-- start --

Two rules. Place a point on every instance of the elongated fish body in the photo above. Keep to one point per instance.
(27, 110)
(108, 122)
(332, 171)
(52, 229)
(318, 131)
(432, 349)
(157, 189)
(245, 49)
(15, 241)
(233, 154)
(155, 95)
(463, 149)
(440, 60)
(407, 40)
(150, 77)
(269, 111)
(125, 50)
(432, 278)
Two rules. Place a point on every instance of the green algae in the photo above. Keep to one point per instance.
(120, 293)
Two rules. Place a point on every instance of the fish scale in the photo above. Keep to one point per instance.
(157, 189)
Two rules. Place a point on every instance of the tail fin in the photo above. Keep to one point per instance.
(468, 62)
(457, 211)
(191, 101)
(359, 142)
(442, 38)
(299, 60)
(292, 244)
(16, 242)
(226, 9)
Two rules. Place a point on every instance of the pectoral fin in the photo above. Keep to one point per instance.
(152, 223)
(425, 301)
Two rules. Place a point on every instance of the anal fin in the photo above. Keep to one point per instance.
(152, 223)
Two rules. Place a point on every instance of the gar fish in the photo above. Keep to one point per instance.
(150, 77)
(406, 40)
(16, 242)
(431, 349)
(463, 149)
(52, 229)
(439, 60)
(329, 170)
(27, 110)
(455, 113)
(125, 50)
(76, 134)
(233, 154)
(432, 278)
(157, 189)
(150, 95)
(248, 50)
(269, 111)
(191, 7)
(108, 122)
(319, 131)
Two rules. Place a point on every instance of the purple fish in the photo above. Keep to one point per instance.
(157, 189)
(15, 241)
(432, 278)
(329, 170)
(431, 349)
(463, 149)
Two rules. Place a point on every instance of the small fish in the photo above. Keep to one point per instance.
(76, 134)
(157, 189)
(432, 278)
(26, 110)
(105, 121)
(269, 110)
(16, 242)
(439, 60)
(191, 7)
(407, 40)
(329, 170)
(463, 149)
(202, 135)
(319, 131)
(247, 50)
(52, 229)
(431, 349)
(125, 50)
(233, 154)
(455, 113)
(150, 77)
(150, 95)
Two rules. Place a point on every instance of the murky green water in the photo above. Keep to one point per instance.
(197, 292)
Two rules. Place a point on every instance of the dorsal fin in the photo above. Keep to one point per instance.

-- end --

_What is expected_
Format every line, from the line containing "Two rules. Place a point on every instance of the gar" through the end of the items, as a JSON list of strings with one string per line, omitting blank lines.

_Task response_
[
  "Two rules. Place a point on every instance of the gar fish in the photo above. Keep to one point per instance.",
  "(150, 77)",
  "(406, 40)",
  "(16, 242)",
  "(431, 349)",
  "(463, 149)",
  "(52, 229)",
  "(439, 60)",
  "(329, 170)",
  "(27, 110)",
  "(455, 113)",
  "(125, 50)",
  "(76, 134)",
  "(233, 154)",
  "(432, 278)",
  "(157, 189)",
  "(150, 95)",
  "(248, 50)",
  "(269, 111)",
  "(191, 7)",
  "(108, 122)",
  "(319, 131)",
  "Two rules. Place a point on every instance of the purple fish in the photo above. Keep to one point per instance.",
  "(157, 189)",
  "(15, 241)",
  "(432, 278)",
  "(329, 170)",
  "(431, 349)",
  "(463, 149)",
  "Two rules. Place a point on every instance of the small fish in the photo above. Keep to one point per instance.",
  "(76, 134)",
  "(157, 189)",
  "(432, 278)",
  "(26, 110)",
  "(105, 121)",
  "(269, 110)",
  "(16, 242)",
  "(439, 60)",
  "(191, 7)",
  "(407, 40)",
  "(329, 170)",
  "(463, 149)",
  "(202, 135)",
  "(319, 131)",
  "(247, 50)",
  "(52, 229)",
  "(431, 349)",
  "(125, 50)",
  "(233, 154)",
  "(455, 113)",
  "(150, 77)",
  "(150, 95)",
  "Two rules. Place a point on every instance of the murky green water in the photo above. Keep to one point per instance.",
  "(197, 292)",
  "Two rules. Place a point on every instance of the dorsal fin in the photo above. Keep to one point per instance."
]